• Extract to read
--------

He’s appeared at a flashy Tesla product unveiling and a thunderous SpaceX launch while his boardroom chairs have sat empty.
Now, Steve Jurvetson is surfacing as the central figure in the debate over governance at Elon Musk’s electric-car company.
The well-known Silicon Valley investor and friend of MR Musk’s has been on leave from Tesla’s board since resigning from DFJ, the venture capital firm he co-founded.
The same day of his exit in November – precipitated by accusations of misconduct that he has denied – Tesla put MR Jurvetson on a leave of absence, “pending resolution of these allegations.”
Unclear
More than six months later, little has changed and much remains unclear. Tesla won’t say if it’s commissioned or is doing its own investigation. DFJ, which conducted its own probe, declined to comment , as did MR Jurvetson, 51.
Tesla’s handling of MR Jurvetson doesn’t sit well with CtW Investment Group. The activist firm affiliated with union pension funds pointed to the director’s leave as emblematic of poor leadership and weak corporate governance.
Proxy adviser Glass Lewis agreed and cited the “fairly extraordinary length” of MR Jurvetson’s board absence in a report to clients this week. It sided with CtW by urging shareholders to vote against the three directors up for re-election at the company’s annual meeting next month.
“Six months is a highly unusual time to be on leave,” Charles Elson, director of the John L. Weinberg Center for Corporate Governance at the University of Delaware, said .
“As a director, you are supposed to be minding the store. You are there to serve shareholders. If you can’t fill the job, you resign. Mr Jurvetson’s extended leave means that there is a gap on the board during a very important period.”
In November, Mr Jurvetson said he was leaving DFJ “to focus on personal matters, including taking legal action against those whose false statements have defamed me.”

--------

• Material supplied
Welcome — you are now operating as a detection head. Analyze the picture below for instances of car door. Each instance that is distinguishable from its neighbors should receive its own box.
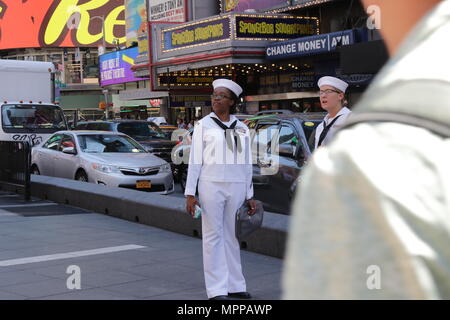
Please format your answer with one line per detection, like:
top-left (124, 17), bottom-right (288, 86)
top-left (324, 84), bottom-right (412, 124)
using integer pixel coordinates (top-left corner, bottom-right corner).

--------

• Task list
A: Extract the passage from the Tesla governance article that begins at the words "The well-known Silicon" and stops after the words "MR Jurvetson, 51.".
B: Extend the Tesla governance article by writing what follows its last paragraph.
The records are separate material from the Tesla governance article.

• Answers for this exercise
A:
The well-known Silicon Valley investor and friend of MR Musk’s has been on leave from Tesla’s board since resigning from DFJ, the venture capital firm he co-founded.
The same day of his exit in November – precipitated by accusations of misconduct that he has denied – Tesla put MR Jurvetson on a leave of absence, “pending resolution of these allegations.”
Unclear
More than six months later, little has changed and much remains unclear. Tesla won’t say if it’s commissioned or is doing its own investigation. DFJ, which conducted its own probe, declined to comment , as did MR Jurvetson, 51.

B:
While on this indefinite break, Mr Jurvetson hasn’t yet filed a defamation lawsuit in state or federal court, according to data compiled by Bloomberg Law.
Mr Jurvetson does still seem to be in the fold with Mr Musk, 46, and his companies. Four days after leaving DFJ, Jurvetson attended Tesla’s last big party – the debut of its Semi Truck and surprise reveal of the next-generation Roadster – at the company’s design studio near Los Angeles.
He also attended Space Exploration Technologies ’s maiden launch of its massive Falcon Heavy rocket in February.
Meeting
SpaceX also put Mr Jurvetson on leave from its board in November. In a letter to Tesla shareholders opposing the re-election of three directors, CtW criticised lead independent director Antonio Gracias, saying his failure to insist that Mr Jurvetson resign rather than take a leave of absence has signaled “an extraordinary unwillingness to accept the need for change.”
Tesla’s annual shareholders meeting is set for June 5th in Mountain View, California. In its proxy statement, the company said that Mr Jurvetson “possesses specific attributes that qualify him to serve as a member of our board, including his experience in the venture capital industry and his years of business and leadership experience.”
Mr Jurvetson, who has a master's degree in electrical engineering from Stanford University and made an early bet on Hotmail before it was acquired by Microsoft, has served on Tesla's board since 2009, a year before the company went public.
He holds more than 104,000 Tesla shares worth about $29.6 million, according to data. The venture capital firm originally known as Draper Fisher Jurvetson no longer has a stake in Tesla. It’s named new directors to the boards of several startups Mr Jurvetson used to be on, including Memphis Meats, Mythic, Planet and Synthetic Genomics.
He remains on the board of D-Wave, although DFJ has the right to nominate its own representative. “Steve has been a fantastic board member, and he’s going to stay on the board of D-Wave as an independent director,” Chairman V Paul Lee said in an interview.
Conflict
Tesla’s board has long drawn flak for being comprised of several close confidants of Mr Musk and the potential for this presenting conflicts of interest.
Mr Jurvetson shared an image on the photo-sharing service Flickr in January of a book of quotes by Mr Musk that used one of his portraits of Mr Musk for its cover. He wrote that he had “a copy at each bed stand” and was “reading them as bedtime parables to the kiddos.”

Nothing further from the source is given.